§ Document text:
--

3. All coaches know height is an approximate number, so either way works. What you want to stay away from is the 5'11" listing for the player who is really 5'7" - I suggest measuring her in bare feet and then making it clear in her stats that she was measured in bare feet.
4. She needs to build back her strength/power in her legs to increase her vertical. You can do this with just basic lifts - Squats, calf raises, power cleans and pulls, leg curls, leg extensions. Her jump has decreased because the muscles in her legs lost strength during the course of the surgery and recovery. I don't believe it would be a conditioning issue because of her practices/matches (unless she put on weight during her recovery - it happens). Work on big muscle strength of the legs to get the jump back and this is easy to do, and does not take a lot of time.
I suggest that because of her height, her position and her surgeries, that regaining this lost 4 inches of vertical jump is very important. If your daughter was 6'2", then she could get away with the loss better than being 5'9". Not having seen your daughter play, I can't qualify her passing and ball control skills, but small OH's need to have a very good jump to be NCAA volleyball players and 5'9" would be considered a small OH. This is not too suggest that 5'9" is not NCAA (DI/DII/DIII) quality and I have a couple of 5'9" OH's on my DI team, but they jump very well with very good ball control.
By your information, it sounds as if life is rather busy, but I would carve out proper time to engage upon a serious strength and jumping program before the club volleyball recruiting season kicks in. Your daughter is coming of a 16's club season which was focused on rehab and a second surgery - This tends to make the 17's club season even more important. The honest truth is, as a 5'9" OH, the higher she jumps the more attention she will gain from the logo crowd circling the Sport Courts.
If college volleyball is her goal, then the 17's club season is of tremendous importance - It is NOT do or die, like 18 club, but there will be more opportunities for scholarships and roster spots as a Junior than as a Senior. Again, if college volleyball is her goal, then put forth the focused effort to maximize 17's club.

--

§ Questions on the material:
1. From the volleyball recruiting advice, extract the passage starting at "By your information, it" and ending at "the Sport Courts.".
2. In the volleyball recruiting advice, what does the writer say caused the daughter's jump to decrease?

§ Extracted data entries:
--

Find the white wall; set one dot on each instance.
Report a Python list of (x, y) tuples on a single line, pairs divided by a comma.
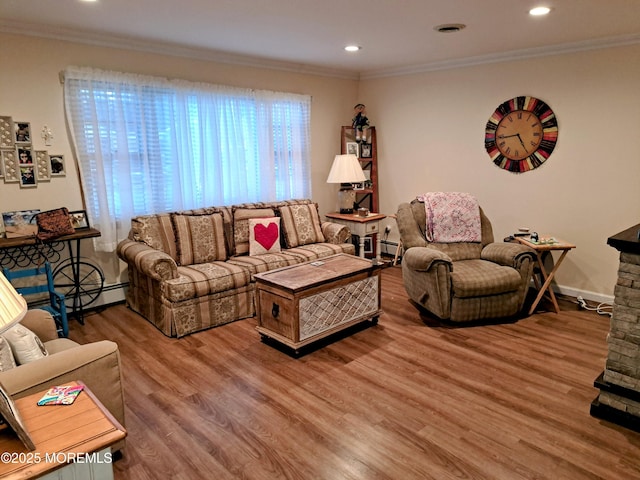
[(431, 138), (30, 90)]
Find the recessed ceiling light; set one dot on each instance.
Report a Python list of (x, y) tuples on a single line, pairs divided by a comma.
[(449, 27), (539, 11)]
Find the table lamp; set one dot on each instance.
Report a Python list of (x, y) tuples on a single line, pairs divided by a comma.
[(12, 305), (346, 170)]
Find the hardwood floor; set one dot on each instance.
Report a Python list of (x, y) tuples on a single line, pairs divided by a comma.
[(406, 399)]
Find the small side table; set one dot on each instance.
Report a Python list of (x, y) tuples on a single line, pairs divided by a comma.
[(361, 226), (541, 249), (72, 437)]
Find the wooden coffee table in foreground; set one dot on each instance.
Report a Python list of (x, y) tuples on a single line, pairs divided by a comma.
[(304, 303)]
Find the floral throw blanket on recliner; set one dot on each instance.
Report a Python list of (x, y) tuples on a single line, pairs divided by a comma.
[(451, 217)]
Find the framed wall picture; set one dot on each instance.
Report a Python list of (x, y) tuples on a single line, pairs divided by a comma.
[(365, 150), (43, 165), (6, 132), (10, 166), (57, 165), (27, 176), (25, 155), (22, 133), (352, 149), (12, 417), (79, 219)]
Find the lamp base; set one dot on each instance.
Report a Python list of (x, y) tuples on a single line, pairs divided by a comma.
[(346, 199)]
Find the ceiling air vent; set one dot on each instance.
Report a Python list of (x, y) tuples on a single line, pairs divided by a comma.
[(449, 27)]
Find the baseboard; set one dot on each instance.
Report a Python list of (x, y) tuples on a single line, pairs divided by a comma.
[(587, 295)]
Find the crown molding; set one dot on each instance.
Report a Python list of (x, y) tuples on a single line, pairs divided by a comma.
[(514, 55), (163, 48), (210, 55)]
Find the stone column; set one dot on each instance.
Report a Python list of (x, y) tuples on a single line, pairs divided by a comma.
[(619, 384)]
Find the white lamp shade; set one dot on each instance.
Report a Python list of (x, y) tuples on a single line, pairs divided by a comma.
[(12, 305), (346, 169)]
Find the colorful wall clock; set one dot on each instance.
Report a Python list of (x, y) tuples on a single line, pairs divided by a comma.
[(521, 134)]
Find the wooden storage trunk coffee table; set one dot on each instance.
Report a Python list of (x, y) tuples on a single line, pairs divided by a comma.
[(304, 303)]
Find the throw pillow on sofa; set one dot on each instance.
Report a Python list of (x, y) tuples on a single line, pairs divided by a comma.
[(199, 238), (301, 225), (241, 218), (264, 235), (25, 345)]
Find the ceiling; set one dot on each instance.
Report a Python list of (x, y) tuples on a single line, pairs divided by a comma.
[(396, 36)]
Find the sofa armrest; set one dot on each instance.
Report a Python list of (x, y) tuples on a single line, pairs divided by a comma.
[(41, 323), (335, 233), (507, 254), (422, 259), (96, 364), (151, 262)]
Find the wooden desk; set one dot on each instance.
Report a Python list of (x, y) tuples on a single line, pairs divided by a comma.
[(81, 282), (82, 431), (361, 226), (541, 249)]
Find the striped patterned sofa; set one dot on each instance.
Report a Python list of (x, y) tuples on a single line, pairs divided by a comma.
[(184, 277), (462, 282)]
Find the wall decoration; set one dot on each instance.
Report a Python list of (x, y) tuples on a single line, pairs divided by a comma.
[(6, 132), (20, 162), (10, 166), (22, 133), (43, 166), (27, 176), (521, 134), (57, 165)]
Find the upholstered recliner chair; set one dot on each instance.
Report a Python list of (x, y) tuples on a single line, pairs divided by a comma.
[(96, 364), (462, 282)]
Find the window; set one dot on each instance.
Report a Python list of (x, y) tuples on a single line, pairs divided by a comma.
[(148, 145)]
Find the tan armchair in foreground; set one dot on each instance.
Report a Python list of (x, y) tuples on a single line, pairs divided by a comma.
[(462, 282), (96, 364)]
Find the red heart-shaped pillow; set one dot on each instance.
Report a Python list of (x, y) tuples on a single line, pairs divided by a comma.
[(266, 235)]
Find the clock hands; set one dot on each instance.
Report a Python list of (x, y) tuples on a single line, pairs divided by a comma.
[(519, 138)]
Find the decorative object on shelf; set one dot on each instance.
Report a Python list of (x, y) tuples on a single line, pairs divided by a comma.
[(360, 122), (367, 191), (47, 135), (54, 223), (57, 165), (79, 219), (20, 223), (521, 134), (346, 170), (19, 162)]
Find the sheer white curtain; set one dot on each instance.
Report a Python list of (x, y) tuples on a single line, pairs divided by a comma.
[(147, 145)]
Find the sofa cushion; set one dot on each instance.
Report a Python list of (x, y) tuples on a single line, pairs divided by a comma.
[(479, 278), (266, 262), (25, 345), (301, 225), (204, 279), (199, 238), (7, 362), (241, 218), (264, 235)]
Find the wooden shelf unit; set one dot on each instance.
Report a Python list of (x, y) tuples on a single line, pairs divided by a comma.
[(368, 197)]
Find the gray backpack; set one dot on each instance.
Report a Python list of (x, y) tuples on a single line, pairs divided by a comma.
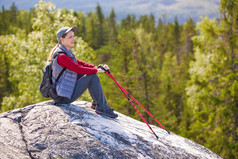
[(47, 86)]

--

§ Responses for each task:
1.
By your information, it sounds as if life is rather busy, but I would carve out proper time to engage upon a serious strength and jumping program before the club volleyball recruiting season kicks in. Your daughter is coming of a 16's club season which was focused on rehab and a second surgery - This tends to make the 17's club season even more important. The honest truth is, as a 5'9" OH, the higher she jumps the more attention she will gain from the logo crowd circling the Sport Courts.

2. The muscles in her legs lost strength during the course of the surgery and recovery.